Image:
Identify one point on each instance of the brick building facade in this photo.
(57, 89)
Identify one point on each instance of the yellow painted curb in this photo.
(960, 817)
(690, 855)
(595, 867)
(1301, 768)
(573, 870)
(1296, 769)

= = =

OBJECTIVE
Reproduce every one of the items above word for word, in their original order.

PROBLEM SOLUTION
Image:
Identify one point on each instance of the brick building facade in this photo.
(57, 89)
Identify one point on each instance of the yellow painted curb in this photo.
(960, 817)
(690, 855)
(595, 867)
(1301, 768)
(573, 870)
(1296, 769)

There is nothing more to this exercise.